* WHAT TO WORK ON *
Convert the material between the line holding "Every instance of the square" and the line holding "<point>276,219</point>", inclusive, into a numbered list, and leave out any blank lines.

━━━━━━━━

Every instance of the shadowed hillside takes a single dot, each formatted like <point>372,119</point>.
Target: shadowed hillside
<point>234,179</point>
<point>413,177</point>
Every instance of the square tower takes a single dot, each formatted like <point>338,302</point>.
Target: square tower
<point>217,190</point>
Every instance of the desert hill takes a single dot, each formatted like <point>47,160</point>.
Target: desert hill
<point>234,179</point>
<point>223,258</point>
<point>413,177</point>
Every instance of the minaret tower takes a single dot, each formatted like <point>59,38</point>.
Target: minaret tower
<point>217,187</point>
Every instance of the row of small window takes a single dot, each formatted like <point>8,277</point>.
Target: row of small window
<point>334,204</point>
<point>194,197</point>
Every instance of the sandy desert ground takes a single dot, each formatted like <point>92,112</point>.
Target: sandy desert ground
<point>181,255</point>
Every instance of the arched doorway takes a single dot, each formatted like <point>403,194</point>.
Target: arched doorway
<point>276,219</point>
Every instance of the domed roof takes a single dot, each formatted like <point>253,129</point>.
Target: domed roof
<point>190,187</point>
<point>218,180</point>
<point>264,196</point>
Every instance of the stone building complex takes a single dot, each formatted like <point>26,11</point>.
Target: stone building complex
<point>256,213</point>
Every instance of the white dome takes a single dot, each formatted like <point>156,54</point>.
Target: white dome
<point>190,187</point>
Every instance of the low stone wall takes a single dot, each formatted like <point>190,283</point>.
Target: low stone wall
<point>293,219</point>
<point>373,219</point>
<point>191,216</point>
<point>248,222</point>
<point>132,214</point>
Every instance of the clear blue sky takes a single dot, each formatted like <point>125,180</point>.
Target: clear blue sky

━━━━━━━━

* TASK OUTPUT *
1. Every instance of the square tower takes a single dot, each formatted like <point>338,302</point>.
2. Target: square tower
3. <point>217,190</point>
4. Every instance of the desert hill takes a single dot, each formatted like <point>47,160</point>.
5. Target: desert hill
6. <point>234,179</point>
7. <point>223,258</point>
8. <point>413,177</point>
9. Every instance of the minaret tower takes a single dot, each formatted like <point>59,38</point>.
10. Target: minaret tower
11. <point>217,187</point>
12. Every instance of the row of small window takes a single dot, each formatted like <point>8,277</point>.
13. Target: row of small window
14. <point>334,204</point>
15. <point>194,197</point>
16. Every instance of the sandy desert ground takes a single dot, each formatted like <point>92,112</point>.
17. Target: sandy desert ground
18. <point>181,255</point>
19. Every instance of the arched doorway takes a single dot, each formatted like <point>403,194</point>.
20. Target: arched doorway
21. <point>276,219</point>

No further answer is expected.